> TASK DESCRIPTION: Find each line in the records below that contains the word "black", and copy those lines.

> EXTRACTED INFORMATION:
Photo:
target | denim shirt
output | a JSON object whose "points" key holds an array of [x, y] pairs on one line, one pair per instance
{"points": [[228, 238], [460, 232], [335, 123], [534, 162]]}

--

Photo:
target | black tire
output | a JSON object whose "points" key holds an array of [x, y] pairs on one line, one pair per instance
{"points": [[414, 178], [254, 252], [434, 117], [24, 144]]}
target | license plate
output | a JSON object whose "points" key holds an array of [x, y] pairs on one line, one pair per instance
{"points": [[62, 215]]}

---

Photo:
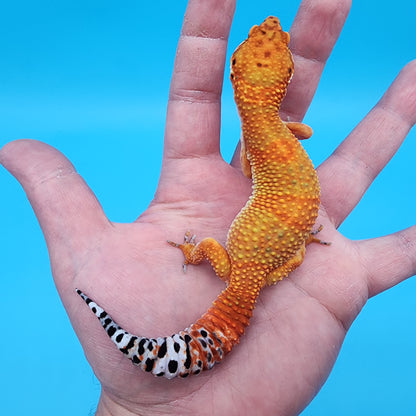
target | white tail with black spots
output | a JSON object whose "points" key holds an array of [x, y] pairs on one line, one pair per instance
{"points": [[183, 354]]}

> EXERCISE RESULT:
target | black tire
target | white tail with black spots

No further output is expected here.